Study text:
Courses‎ > ‎

LIN350 Computational semantics

Spring 2020 | Instructor: Katrin Erk| MWF 12-1  | GDC 2.210

How can we describe the meaning of words and sentences in such a way that we can process them automatically? That seems a huge task. There are so many words, all with their individual nuances of meaning -- do we have to define them all by hand? And there are so many things we want to do with sentences: Translate them. Answer questions. Extract important pieces of information. Figure out people's opinions. Can we even use one single meaning description to do all these tasks?

In this course, we discuss methods for automatically learning what words mean (at least to some extent) from huge amounts of text -- for example, from all the text that people have made available on the web. And we discuss ways of representing the meaning of words and sentences in such a way that we can use them in language technology tasks.

Dataset excerpts:
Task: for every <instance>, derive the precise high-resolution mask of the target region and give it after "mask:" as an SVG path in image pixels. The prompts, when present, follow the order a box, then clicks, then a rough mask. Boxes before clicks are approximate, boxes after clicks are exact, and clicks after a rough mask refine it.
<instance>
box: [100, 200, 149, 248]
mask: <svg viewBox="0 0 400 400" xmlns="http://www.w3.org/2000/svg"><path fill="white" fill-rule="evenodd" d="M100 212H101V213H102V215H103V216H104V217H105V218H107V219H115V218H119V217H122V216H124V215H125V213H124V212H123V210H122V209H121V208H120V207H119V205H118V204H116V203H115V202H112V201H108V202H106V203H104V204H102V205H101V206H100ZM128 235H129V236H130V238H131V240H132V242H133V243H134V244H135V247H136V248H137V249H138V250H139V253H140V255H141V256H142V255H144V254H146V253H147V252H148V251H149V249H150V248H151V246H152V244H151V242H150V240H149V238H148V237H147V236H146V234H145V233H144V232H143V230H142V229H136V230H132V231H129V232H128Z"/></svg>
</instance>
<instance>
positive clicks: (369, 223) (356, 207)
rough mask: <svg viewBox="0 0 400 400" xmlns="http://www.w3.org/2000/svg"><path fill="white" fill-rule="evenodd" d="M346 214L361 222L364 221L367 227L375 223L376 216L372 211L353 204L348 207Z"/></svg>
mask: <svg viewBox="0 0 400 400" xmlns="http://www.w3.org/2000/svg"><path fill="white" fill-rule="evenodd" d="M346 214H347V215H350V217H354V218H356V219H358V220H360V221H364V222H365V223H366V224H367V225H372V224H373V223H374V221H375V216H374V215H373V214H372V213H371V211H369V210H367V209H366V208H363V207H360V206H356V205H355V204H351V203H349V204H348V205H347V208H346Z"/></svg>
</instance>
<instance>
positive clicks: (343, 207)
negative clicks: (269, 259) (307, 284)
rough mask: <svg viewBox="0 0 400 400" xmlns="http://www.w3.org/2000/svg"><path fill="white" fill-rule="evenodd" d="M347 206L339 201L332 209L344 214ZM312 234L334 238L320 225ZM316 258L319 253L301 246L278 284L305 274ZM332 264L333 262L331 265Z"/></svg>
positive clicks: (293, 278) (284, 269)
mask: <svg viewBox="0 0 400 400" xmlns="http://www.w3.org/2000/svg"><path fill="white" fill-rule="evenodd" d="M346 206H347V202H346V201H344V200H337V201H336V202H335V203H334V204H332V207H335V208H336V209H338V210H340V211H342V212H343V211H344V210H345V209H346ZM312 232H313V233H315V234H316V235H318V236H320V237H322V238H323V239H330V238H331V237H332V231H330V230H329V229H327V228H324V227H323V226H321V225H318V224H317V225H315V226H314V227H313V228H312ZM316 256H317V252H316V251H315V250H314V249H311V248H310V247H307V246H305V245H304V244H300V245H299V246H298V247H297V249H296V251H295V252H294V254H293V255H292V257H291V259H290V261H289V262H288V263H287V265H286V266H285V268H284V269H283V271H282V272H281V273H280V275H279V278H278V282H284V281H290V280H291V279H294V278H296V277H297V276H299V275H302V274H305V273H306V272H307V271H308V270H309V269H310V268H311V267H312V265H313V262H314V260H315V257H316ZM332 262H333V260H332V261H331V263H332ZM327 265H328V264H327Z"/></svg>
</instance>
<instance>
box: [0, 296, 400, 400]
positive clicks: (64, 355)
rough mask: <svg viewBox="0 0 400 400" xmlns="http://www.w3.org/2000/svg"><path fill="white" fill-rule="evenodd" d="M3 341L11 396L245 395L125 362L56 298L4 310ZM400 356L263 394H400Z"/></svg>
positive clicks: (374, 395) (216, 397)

Exercise instructions:
1. List every task the course description says we want to do with sentences.
2. According to the course description, why does describing the meaning of words and sentences for automatic processing seem a huge task?
3. Answer these questions from the course description.
(a) Who is the instructor?
(b) When and where does the course meet?
(c) What example source of huge amounts of text does the course description give?

Answers to this exercise:
1.
- Translate them.
- Answer questions.
- Extract important pieces of information.
- Figure out people's opinions.

2. There are so many words, each with its own nuances of meaning, which raises the question of whether they all have to be defined by hand. There are also many different things we want to do with sentences, so it is unclear whether one single meaning description can serve all of them.

3.
(a) Katrin Erk.
(b) MWF 12-1 in GDC 2.210.
(c) All the text that people have made available on the web.